--- start DOCUMENT PASSAGE ---
From a leak to a fireball, from the atom to the apocalyptic mushroom cloud, you could be walking into a minefield of the results of unbridled ambition and unscrupulous greed, a Faustian deal . . . Whether the leak is from a technological or scientific project, where man sees himself tirelessly bent on expanding knowledge and power over nature, finding solutions to the human problems of illness, poverty, and environmental degradation; whether hubris or dedication to the common good, here is a consequence: the spewing of poisonous material, the fall into a dark, man-made Hell.
But now the poet brings moonlight on the scene. Like a benevolent, all-seeing Eye of God, moonlight bathes the fuel rods in light we associate with understanding, with cool logic, in forgiveness. I am reminded of the Greek poet Yiannis Ritsos’ Moonlight Sonata, where moonlight hides smaller-scale follies such as showing white hair as golden, at the same time relentlessly intensifying shadows. In Allen’s poem too, moonlight is both kind and cooling, as well as relentless and permanent, not allowing the fuel rods to hide in the shadows. An image burned into the mind.
--- end DOCUMENT PASSAGE ---
--- start DATA ---
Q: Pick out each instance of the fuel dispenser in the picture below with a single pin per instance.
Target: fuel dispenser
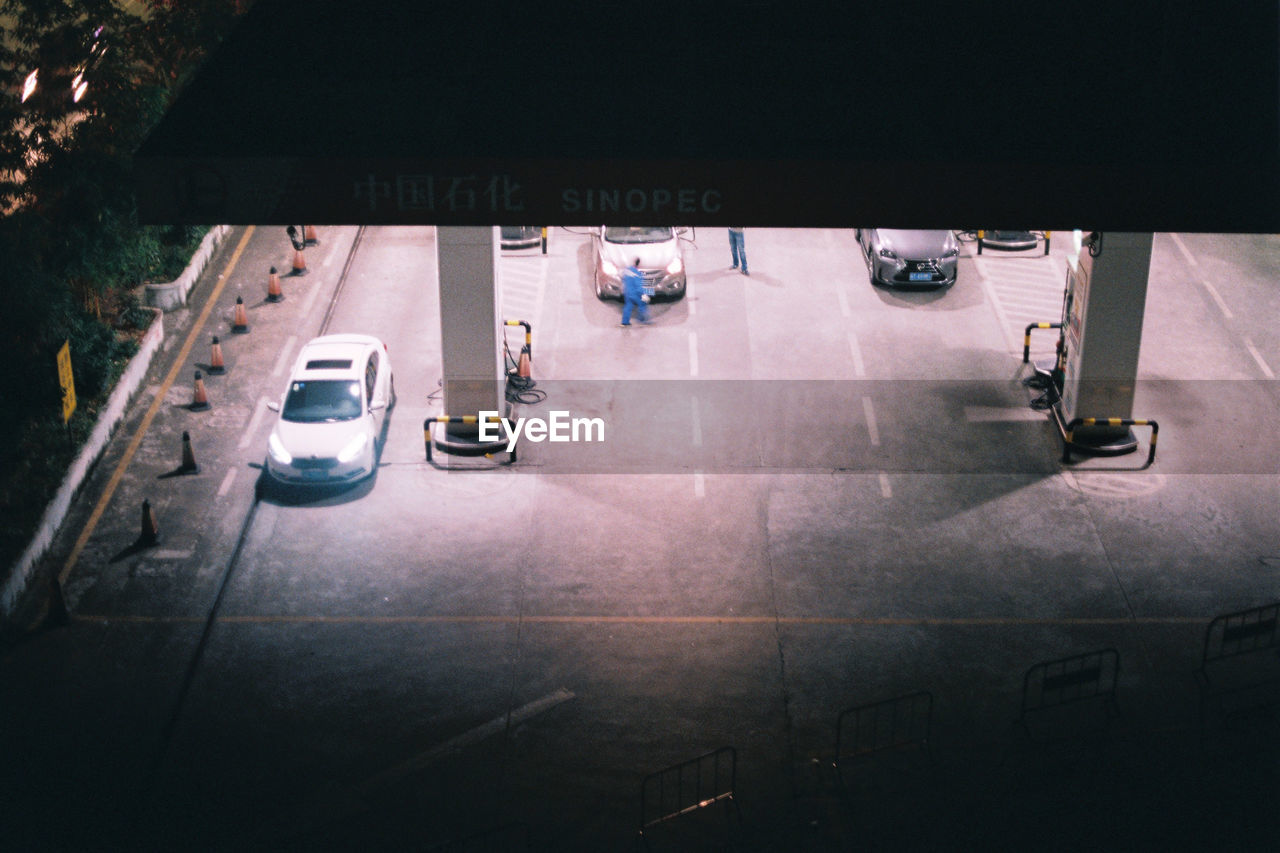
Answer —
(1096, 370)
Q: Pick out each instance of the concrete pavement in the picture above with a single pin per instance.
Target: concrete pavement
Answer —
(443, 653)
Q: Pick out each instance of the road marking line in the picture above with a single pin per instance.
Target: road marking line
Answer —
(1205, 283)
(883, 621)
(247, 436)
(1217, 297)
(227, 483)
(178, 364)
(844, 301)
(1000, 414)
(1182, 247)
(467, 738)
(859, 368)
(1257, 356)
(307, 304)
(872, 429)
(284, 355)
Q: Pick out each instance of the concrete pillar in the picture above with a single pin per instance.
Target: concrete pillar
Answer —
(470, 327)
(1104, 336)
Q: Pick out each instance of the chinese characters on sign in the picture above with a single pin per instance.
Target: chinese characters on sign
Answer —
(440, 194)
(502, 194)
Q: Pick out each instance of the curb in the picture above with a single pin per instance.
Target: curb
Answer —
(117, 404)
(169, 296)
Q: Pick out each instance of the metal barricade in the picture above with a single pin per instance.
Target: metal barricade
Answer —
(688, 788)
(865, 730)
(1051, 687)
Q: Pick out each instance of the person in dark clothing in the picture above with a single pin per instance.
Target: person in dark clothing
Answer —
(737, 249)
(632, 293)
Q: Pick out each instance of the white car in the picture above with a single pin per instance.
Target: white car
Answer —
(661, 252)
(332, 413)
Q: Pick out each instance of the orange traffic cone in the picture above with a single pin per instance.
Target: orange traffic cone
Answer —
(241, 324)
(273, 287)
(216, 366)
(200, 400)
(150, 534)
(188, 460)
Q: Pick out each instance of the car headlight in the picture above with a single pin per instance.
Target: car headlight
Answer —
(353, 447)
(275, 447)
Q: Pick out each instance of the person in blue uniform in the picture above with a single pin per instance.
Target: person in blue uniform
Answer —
--- end DATA ---
- [EXERCISES TO COMPLETE]
**1.** For the commentary on the moonlight poem, decide whether each statement agrees with the text. Answer yes or no, and quote the exact words that settle it.
(a) Moonlight bathes the fuel rods in light.
(b) Yiannis Ritsos is described as an Italian poet.
(c) In Allen's poem, moonlight lets the fuel rods hide in the shadows.
**2.** Answer these questions from the commentary on the moonlight poem.
(a) Which three human problems does the text say scientific projects try to solve?
(b) Which poem by Yiannis Ritsos does the text mention?
(c) In that poem, what color does moonlight show white hair as?
**3.** Go on with the commentary on the moonlight poem, starting after its final sentence.
These records have no connection to the commentary on the moonlight poem.

- [ANSWERS GIVEN]
**1.**
(a) Yes: "moonlight bathes the fuel rods in light we associate with understanding"
(b) No: "the Greek poet Yiannis Ritsos’ Moonlight Sonata"
(c) No: "not allowing the fuel rods to hide in the shadows"

**2.**
(a) Illness, poverty, and environmental degradation.
(b) Moonlight Sonata.
(c) Golden.

**3.**
Note that the fuel rods are not spent. The young man in Ritsos’ poem too, is present all through the poem, at the end leaving full of energy, bursting into laughter as he walks away. Life continues in its boundless energy, in its perpetual flow, beyond leaks, beyond the night, beyond our human follies, beyond life itself.
The book of the Fifth Haiku Contest, Sharpening the Green Pencil, is out. An awe-inspiring two hundred and fifty poets from forty five countries took part. Great contributions. Congratulations to the winners!
I am honoured that my own haiku, translated into Romanian by Ana Drobot, was featured in the book (p.191).